WHAT IS EXPECTED » Every record that follows should be printed verbatim.

Excerpts from point annotation data »
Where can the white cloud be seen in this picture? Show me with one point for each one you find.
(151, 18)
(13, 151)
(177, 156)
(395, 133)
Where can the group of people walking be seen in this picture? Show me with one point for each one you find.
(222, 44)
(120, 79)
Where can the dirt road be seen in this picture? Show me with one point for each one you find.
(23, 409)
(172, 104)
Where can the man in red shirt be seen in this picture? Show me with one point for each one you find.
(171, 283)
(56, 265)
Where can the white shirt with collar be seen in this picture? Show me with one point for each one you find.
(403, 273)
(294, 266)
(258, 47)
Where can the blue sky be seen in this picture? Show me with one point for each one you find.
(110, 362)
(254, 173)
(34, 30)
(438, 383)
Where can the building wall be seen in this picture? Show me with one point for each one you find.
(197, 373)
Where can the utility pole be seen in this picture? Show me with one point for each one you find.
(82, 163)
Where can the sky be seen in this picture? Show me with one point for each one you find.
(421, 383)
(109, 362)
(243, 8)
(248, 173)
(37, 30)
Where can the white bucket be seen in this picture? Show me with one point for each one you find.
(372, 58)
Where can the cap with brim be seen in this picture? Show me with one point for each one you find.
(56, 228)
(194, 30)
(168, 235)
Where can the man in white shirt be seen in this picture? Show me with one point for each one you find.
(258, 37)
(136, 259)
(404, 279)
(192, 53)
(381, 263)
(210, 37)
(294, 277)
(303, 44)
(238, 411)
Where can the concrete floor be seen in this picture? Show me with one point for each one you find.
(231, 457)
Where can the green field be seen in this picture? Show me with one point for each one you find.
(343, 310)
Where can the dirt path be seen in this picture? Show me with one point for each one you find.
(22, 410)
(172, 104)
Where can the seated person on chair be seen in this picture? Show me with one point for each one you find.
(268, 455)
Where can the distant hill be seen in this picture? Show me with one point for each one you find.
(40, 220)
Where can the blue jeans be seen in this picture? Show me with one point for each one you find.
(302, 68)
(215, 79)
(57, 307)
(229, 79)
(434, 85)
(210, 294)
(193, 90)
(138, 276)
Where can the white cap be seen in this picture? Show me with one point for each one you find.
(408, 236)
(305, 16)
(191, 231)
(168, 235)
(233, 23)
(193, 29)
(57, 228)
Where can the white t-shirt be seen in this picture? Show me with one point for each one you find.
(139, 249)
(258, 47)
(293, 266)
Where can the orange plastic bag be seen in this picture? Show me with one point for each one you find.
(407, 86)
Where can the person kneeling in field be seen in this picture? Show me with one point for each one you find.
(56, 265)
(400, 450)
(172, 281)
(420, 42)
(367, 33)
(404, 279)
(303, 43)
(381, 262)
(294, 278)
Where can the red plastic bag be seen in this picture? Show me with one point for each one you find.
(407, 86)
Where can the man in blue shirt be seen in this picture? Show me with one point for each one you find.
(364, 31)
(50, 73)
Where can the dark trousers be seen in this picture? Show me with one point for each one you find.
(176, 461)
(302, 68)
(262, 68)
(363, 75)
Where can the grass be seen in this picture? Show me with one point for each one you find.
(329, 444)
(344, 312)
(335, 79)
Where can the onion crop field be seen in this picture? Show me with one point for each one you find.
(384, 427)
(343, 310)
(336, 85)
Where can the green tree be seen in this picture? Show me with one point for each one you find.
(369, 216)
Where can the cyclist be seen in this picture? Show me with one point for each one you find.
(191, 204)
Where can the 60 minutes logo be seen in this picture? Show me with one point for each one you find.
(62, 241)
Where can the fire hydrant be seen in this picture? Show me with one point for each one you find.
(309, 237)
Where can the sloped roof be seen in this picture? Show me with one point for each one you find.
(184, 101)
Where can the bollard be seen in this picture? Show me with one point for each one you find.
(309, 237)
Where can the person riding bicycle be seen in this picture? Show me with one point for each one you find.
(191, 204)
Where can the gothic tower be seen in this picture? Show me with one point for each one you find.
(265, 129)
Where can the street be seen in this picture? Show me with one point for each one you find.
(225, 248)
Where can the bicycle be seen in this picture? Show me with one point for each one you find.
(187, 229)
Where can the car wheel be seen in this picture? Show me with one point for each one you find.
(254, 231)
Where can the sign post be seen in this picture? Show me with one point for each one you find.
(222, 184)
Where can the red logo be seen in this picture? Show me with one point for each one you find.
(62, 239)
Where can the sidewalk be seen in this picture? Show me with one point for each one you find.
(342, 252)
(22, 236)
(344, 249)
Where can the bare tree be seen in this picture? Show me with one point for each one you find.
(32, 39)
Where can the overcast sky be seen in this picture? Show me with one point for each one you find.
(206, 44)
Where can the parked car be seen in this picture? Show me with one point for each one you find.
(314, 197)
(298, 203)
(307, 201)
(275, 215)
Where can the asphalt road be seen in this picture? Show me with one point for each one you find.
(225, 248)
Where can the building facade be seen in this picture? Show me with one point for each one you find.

ANSWER TO THIS EXERCISE »
Where can the white cloud be seen in this picture? Show me with one point for each one you find.
(151, 18)
(13, 151)
(177, 156)
(395, 133)
Where can the group of people walking be seen in this picture? Show me with one point for each one you find.
(222, 44)
(120, 79)
Where can the dirt road be seen in this picture? Show me with one point for each one you find.
(23, 409)
(172, 104)
Where can the man in red shirt be seen in this picture? Show me with one point for each one you find.
(171, 283)
(56, 265)
Where can the white shirt with collar be seen in this picture? Show me with one point for each one you find.
(403, 273)
(294, 266)
(258, 47)
Where can the blue sky be seen in this picture? Show me with one point for each one you find.
(110, 362)
(254, 173)
(34, 30)
(438, 383)
Where can the building wall be seen in this picture? Show me with one point for each one you find.
(197, 373)
Where can the utility pole be seen in this picture? Show me with one point for each one you find.
(82, 163)
Where can the sky be seen in this picture? Show me with one point for each one you find.
(421, 383)
(109, 362)
(243, 8)
(248, 173)
(37, 30)
Where can the white bucket be seen in this picture? Show me with one point for each one you find.
(372, 58)
Where can the cap with brim be seen in this picture? Show me with one point for each one you find.
(56, 228)
(194, 30)
(168, 235)
Where can the man in white shirt be seen in this picture? Show me with one point for each one you find.
(258, 37)
(136, 259)
(404, 279)
(192, 53)
(381, 263)
(210, 37)
(294, 277)
(303, 44)
(238, 411)
Where can the concrete floor be seen in this picture? Show me with one point for each one you find.
(231, 457)
Where can the green field be seen in this picture? Show me with one point for each one you find.
(343, 310)
Where can the dirt path be seen in this picture? Show me with one point for each one you find.
(22, 410)
(172, 104)
Where can the seated person on chair be seen in this picture? Show me with one point for each one you find.
(268, 455)
Where can the distant hill be seen in this picture? Show me with one point for each one you find.
(40, 220)
Where can the blue jeans be seen in this picture? Show me with one point for each one you find.
(302, 68)
(215, 79)
(57, 307)
(229, 79)
(434, 85)
(210, 294)
(193, 90)
(138, 276)
Where can the white cap be seen in this picture? Show me with one point for each one you find.
(408, 236)
(305, 16)
(191, 231)
(168, 235)
(233, 23)
(193, 29)
(57, 228)
Where can the white t-shirt be seen in this picture? Show me with one point for each one you find.
(139, 249)
(258, 47)
(293, 266)
Where can the orange plastic bag be seen in this picture? Show me with one point for each one you find.
(407, 86)
Where can the person kneeling in field be seen in this picture? Show me with one point for each one you find.
(56, 265)
(400, 450)
(172, 281)
(420, 42)
(367, 33)
(404, 279)
(303, 43)
(381, 262)
(294, 278)
Where can the red plastic bag be seen in this picture? Show me with one point for each one you find.
(407, 86)
Where can the man in blue shirt be seen in this picture? Show me with one point for each one you find.
(364, 31)
(50, 73)
Where can the dark trousers be seen in this picture? Show me with one point for each one you find.
(176, 461)
(302, 68)
(262, 68)
(363, 75)
Where can the grass be seen in this picture? Show me with one point for each one you find.
(329, 444)
(344, 312)
(335, 79)
Where can the onion crop field be seen in this picture? Show me with one point for each one you find.
(384, 427)
(343, 310)
(336, 85)
Where can the green tree be seen in this picture? Show me with one point for each one you find.
(369, 216)
Where can the cyclist be seen in this picture? Show me with one point for each one you find.
(191, 204)
Where can the 60 minutes logo be seen in this picture? Show me with one point for each one you find.
(62, 241)
Where can the fire hydrant be seen in this picture? Show me with one point for each one you find.
(309, 237)
Where can the sloped roof be seen in this picture? Show me with one point for each one you find.
(184, 101)
Where can the bollard be seen in this picture? Show me with one point for each one you find.
(309, 237)
Where can the person riding bicycle be seen in this picture? Show me with one point for each one you find.
(191, 204)
Where can the gothic tower be seen in this picture? Show me with one point for each one you find.
(265, 129)
Where can the street be seen in this picture? Show me with one point for each one you find.
(225, 248)
Where can the bicycle be seen in this picture? Show me with one point for each one you find.
(187, 229)
Where can the car wheel be seen in this picture? Show me with one point for each one you find.
(254, 231)
Where can the sign post be seen in this picture? Show me with one point for each one you find.
(222, 184)
Where can the red logo be seen in this picture? Show me with one point for each one you find.
(62, 239)
Where can the sidewalk be seen in this picture? Show me with one point for each one you find.
(342, 252)
(22, 236)
(344, 249)
Where can the bare tree be seen in this picture? Show me with one point for each one you find.
(32, 39)
Where can the overcast sky be seen in this picture? Show me with one point for each one you find.
(206, 44)
Where can the parked car be seen in this picture? Show me with one point for each one you find.
(314, 197)
(298, 203)
(307, 201)
(275, 215)
Where can the asphalt road be seen in this picture? Show me with one point for each one you find.
(225, 248)
Where can the building facade be seen in this picture? Show me with one point for each one you find.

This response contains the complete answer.